*** Given data ***
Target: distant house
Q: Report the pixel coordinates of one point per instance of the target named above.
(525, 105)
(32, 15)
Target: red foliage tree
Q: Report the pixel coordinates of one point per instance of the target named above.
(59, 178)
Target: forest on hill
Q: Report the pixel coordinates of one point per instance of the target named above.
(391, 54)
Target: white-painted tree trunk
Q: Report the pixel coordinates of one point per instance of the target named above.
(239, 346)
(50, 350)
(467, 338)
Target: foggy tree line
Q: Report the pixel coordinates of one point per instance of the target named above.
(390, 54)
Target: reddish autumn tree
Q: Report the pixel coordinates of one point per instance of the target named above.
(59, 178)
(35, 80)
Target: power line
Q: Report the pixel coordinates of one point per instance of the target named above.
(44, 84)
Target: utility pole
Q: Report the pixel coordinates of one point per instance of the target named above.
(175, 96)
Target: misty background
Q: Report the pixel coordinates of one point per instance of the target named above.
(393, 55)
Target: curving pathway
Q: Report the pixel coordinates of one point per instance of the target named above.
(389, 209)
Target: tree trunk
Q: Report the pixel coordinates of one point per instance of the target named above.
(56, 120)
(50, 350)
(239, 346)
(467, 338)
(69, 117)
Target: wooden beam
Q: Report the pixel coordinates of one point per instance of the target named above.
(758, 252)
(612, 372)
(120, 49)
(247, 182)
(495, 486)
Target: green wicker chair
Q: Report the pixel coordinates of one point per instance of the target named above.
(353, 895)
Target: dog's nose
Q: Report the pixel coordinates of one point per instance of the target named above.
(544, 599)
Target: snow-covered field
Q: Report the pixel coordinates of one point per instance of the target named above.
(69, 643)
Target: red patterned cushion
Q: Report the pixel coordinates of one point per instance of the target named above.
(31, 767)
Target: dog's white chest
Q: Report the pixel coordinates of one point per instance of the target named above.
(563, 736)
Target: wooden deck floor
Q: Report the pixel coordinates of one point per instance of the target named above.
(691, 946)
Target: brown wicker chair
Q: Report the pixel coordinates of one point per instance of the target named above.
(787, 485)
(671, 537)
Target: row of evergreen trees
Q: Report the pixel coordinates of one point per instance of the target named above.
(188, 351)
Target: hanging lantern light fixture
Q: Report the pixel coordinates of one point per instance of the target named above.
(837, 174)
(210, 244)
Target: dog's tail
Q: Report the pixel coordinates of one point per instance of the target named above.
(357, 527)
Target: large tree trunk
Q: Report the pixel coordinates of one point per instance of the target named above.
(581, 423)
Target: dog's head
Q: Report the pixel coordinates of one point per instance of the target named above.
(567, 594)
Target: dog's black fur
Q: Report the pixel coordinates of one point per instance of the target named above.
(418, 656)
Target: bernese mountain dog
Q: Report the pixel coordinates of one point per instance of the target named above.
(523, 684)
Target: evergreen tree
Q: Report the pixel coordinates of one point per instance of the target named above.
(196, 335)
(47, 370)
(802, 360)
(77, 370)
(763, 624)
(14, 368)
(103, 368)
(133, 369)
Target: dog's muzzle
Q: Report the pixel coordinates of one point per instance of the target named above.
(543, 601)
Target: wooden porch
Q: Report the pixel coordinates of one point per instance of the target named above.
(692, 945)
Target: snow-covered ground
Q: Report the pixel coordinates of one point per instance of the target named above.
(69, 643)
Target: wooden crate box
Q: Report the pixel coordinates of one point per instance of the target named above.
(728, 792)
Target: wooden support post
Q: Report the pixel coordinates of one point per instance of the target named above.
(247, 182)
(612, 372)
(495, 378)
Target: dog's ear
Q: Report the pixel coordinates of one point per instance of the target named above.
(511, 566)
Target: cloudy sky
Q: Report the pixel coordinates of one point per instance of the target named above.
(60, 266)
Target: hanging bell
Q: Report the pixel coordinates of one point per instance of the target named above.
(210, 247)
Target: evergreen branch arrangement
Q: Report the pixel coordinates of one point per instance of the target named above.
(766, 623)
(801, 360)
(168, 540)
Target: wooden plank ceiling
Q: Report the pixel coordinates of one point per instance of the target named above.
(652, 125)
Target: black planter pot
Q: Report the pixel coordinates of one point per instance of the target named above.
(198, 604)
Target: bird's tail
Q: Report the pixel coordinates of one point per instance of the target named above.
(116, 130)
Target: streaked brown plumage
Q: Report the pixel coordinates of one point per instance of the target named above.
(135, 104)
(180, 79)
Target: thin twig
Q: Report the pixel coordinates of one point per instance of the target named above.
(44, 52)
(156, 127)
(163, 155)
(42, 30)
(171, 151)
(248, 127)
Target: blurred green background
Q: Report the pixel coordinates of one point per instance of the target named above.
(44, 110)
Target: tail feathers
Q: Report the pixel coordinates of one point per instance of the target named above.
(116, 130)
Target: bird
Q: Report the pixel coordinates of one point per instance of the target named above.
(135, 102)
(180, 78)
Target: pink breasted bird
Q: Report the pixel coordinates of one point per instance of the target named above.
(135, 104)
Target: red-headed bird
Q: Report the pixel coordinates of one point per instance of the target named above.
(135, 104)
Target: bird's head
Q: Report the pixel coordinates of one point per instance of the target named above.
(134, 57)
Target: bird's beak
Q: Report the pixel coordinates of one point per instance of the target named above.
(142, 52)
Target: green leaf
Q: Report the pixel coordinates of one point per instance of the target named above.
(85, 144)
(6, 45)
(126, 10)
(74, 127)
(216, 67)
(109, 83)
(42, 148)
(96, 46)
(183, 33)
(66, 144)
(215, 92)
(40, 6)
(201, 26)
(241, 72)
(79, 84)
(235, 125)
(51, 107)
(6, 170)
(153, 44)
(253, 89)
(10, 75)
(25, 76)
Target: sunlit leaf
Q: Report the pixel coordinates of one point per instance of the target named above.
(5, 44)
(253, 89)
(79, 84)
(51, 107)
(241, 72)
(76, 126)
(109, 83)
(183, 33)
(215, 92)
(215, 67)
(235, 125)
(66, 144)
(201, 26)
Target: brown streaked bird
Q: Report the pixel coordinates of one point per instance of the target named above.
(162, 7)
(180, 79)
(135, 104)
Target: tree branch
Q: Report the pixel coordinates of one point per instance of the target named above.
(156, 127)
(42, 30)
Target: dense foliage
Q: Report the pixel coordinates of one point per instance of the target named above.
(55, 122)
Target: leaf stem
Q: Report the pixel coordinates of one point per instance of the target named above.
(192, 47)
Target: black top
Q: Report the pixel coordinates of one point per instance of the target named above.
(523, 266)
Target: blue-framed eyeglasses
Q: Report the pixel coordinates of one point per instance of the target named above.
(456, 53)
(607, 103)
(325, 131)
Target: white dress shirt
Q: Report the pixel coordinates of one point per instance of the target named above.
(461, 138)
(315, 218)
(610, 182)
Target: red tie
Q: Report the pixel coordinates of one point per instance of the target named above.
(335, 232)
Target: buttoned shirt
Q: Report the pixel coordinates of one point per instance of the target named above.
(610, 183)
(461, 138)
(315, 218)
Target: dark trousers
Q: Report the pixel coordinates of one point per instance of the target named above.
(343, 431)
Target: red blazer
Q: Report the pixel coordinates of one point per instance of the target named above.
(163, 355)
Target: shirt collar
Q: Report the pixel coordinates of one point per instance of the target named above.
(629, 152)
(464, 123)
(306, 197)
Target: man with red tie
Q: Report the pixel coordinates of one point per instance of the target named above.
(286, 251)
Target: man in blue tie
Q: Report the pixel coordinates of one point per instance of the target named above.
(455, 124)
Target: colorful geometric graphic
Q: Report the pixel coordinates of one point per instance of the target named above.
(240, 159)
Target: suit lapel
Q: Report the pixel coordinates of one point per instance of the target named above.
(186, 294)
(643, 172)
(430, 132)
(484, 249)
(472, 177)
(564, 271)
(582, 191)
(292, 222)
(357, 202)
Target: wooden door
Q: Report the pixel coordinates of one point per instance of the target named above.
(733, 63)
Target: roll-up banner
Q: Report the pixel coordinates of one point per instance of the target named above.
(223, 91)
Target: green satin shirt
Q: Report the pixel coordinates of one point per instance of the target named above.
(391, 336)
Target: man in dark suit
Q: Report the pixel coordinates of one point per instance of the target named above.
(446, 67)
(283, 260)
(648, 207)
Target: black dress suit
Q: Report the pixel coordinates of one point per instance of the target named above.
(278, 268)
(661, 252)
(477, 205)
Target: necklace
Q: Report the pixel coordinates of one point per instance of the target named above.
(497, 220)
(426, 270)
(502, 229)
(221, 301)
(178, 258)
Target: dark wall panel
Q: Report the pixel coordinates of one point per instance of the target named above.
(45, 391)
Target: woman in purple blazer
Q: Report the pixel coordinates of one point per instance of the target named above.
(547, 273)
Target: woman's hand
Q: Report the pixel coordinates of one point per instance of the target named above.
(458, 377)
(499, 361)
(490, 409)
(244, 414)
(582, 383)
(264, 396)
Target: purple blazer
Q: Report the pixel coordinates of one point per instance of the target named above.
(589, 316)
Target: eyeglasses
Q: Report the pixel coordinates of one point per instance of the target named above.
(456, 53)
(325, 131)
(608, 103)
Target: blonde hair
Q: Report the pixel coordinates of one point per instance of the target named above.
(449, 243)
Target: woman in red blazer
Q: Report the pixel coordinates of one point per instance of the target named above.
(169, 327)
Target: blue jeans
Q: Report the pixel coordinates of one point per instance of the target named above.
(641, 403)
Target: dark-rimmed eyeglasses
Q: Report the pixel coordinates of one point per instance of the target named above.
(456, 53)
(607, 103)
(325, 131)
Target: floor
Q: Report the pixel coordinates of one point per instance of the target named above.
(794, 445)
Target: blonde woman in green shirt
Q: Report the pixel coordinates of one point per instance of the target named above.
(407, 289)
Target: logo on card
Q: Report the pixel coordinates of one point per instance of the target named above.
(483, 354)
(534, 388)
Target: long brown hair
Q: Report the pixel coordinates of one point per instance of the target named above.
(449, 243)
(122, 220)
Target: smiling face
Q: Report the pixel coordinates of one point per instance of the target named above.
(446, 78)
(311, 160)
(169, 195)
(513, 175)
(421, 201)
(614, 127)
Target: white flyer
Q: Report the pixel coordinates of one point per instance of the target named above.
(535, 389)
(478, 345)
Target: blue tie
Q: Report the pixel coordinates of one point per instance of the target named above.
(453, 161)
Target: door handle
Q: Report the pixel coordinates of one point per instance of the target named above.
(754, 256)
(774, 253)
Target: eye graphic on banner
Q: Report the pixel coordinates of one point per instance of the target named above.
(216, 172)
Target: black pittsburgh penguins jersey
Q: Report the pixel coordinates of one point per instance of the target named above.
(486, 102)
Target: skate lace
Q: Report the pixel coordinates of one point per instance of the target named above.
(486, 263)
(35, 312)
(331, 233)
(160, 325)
*** End of Given data ***
→ What the task requires: Only the lines from the beginning of the material through the line with "Target: dog's white chest" should appear in the answer, each copied exactly.

→ Answer to the problem:
Target: distant house
Q: Report the pixel coordinates of one point per instance of the target named above.
(525, 105)
(32, 15)
Target: red foliage tree
Q: Report the pixel coordinates of one point per instance of the target named above.
(59, 178)
Target: forest on hill
Q: Report the pixel coordinates of one point per instance of the target named above.
(391, 54)
Target: white-painted tree trunk
Q: Report the pixel coordinates of one point per instance of the target named above.
(239, 346)
(50, 350)
(467, 338)
Target: foggy tree line
Q: Report the pixel coordinates of one point per instance of the target named above.
(390, 54)
Target: reddish autumn tree
Q: Report the pixel coordinates of one point per instance of the target named above.
(59, 178)
(35, 80)
Target: power line
Q: Report the pixel coordinates of one point per instance of the target named above.
(44, 84)
Target: utility pole
Q: Report the pixel coordinates of one point per instance of the target named above.
(175, 96)
Target: misty background
Q: Report the pixel coordinates of one point per instance of the target named above.
(393, 55)
Target: curving pathway
Q: Report the pixel coordinates of one point per instance of the target named above.
(389, 209)
Target: tree trunk
Q: Report the pixel coordinates of one point per instance of the target named above.
(56, 120)
(50, 350)
(239, 346)
(467, 338)
(69, 117)
Target: wooden beam
Q: Report the pixel coordinates of one point per instance of the target named above.
(758, 252)
(612, 372)
(120, 49)
(247, 182)
(495, 486)
Target: green wicker chair
Q: Report the pixel coordinates of one point per instance of the target named above.
(353, 895)
Target: dog's nose
Q: Report the pixel coordinates of one point per instance of the target named above.
(544, 599)
Target: snow-covered field
Q: Report the pixel coordinates of one point per instance of the target named above.
(69, 643)
Target: red patterned cushion
Q: Report the pixel coordinates of one point per instance of the target named above.
(31, 767)
Target: dog's white chest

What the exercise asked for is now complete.